**TEXT BLOCK**:
[Start of Attachment]

Long before ChatGPT came along, governments were keen to use chatbots to automate their services and advice.
Those early chatbots “tended to be simpler, with limited conversational abilities,” says Colin van Noordt, a researcher on the use of AI in government, and based in the Netherlands.
But the emergence of generative AI in the last two years, has revived a vision of more efficient public service, where human-like advisors can work all hours, replying to questions over benefits, taxes and other areas where the government interacts with the public.
Generative AI is sophisticated enough to give human-like responses, and if trained on enough quality data, in theory it could deal with all sorts of questions about government services.
But generative AI has become well known for making mistakes or even nonsensical answers – so-called hallucinations.
In the UK, the Government Digital Service (GDS) has carried out tests on a ChatGPT-based chatbot called GOV.UK Chat, which would answer citizens’ questions on a range of issues concerning government services.
In a blog post about their early findings, the agency noted that almost 70% of those involved in the trial found the responses useful.
However, there were problems with “a few” cases of the system generating incorrect information and presenting it as fact.
The blog also raised concern that there might be misplaced confidence in a system that could be wrong some of the time.
“Overall, answers did not reach the highest level of accuracy demanded for a site like GOV.UK, where factual accuracy is crucial. We’re rapidly iterating this experiment to address the issues of accuracy and reliability.”
Other countries are also experimenting with systems based on generative AI.
Portugal released the Justice Practical Guide in 2023, a chatbot devised to answer basic questions on simple subjects such as marriage and divorce. The chatbot has been developed with funds from the European Union’s Recovery and Resilience Facility (RRF).
The €1.3m ($1.4m; £1.1m) project is based on OpenAI’s GPT 4.0 language model. As well as covering marriage and divorce, it also provides information on setting-up a company.
According to data by the Portuguese Ministry of Justice, 28,608 questions were posed through the guide in the project’s first 14 months.
When I asked it the basic question: “How can I set up a company,” it performed well.
But when I asked something trickier: “Can I set up a company if I am younger than 18, but married?”, it apologised for not having the information to answer that question.
A ministry source admits that they are still lacking in terms of trustworthiness, even though wrong replies are rare.

[End of Attachment]

**SUPPLIED RECORDS**:
[Start of Attachment]

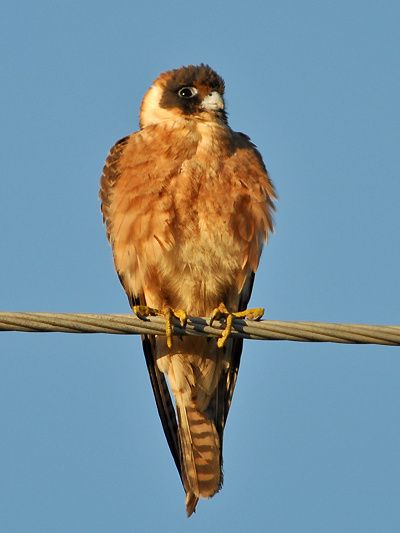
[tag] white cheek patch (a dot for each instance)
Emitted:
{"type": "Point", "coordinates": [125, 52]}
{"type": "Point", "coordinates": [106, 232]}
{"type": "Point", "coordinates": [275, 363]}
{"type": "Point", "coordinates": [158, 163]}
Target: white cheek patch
{"type": "Point", "coordinates": [150, 110]}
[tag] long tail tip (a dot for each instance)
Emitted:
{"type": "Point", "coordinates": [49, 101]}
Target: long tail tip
{"type": "Point", "coordinates": [191, 502]}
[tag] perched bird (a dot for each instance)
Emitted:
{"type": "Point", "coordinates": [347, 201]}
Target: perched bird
{"type": "Point", "coordinates": [187, 204]}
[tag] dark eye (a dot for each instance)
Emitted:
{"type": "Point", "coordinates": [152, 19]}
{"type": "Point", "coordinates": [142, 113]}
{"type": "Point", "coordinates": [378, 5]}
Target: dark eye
{"type": "Point", "coordinates": [187, 92]}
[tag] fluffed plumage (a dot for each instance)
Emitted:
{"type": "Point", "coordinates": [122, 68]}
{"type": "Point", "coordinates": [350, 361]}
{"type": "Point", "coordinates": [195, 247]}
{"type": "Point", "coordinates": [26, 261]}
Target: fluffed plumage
{"type": "Point", "coordinates": [187, 204]}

[End of Attachment]

**ACTIVITY LIST**:
[1] From the text on government chatbots, copy the passage starting with "When I asked it" and going on through "answer that question.", word for word.
[2] According to the text on government chatbots, which language model underlies Portugal's Justice Practical Guide?

**RESPONSES PER TASK**:
[1]
When I asked it the basic question: “How can I set up a company,” it performed well.
But when I asked something trickier: “Can I set up a company if I am younger than 18, but married?”, it apologised for not having the information to answer that question.

[2] OpenAI's GPT 4.0 language model.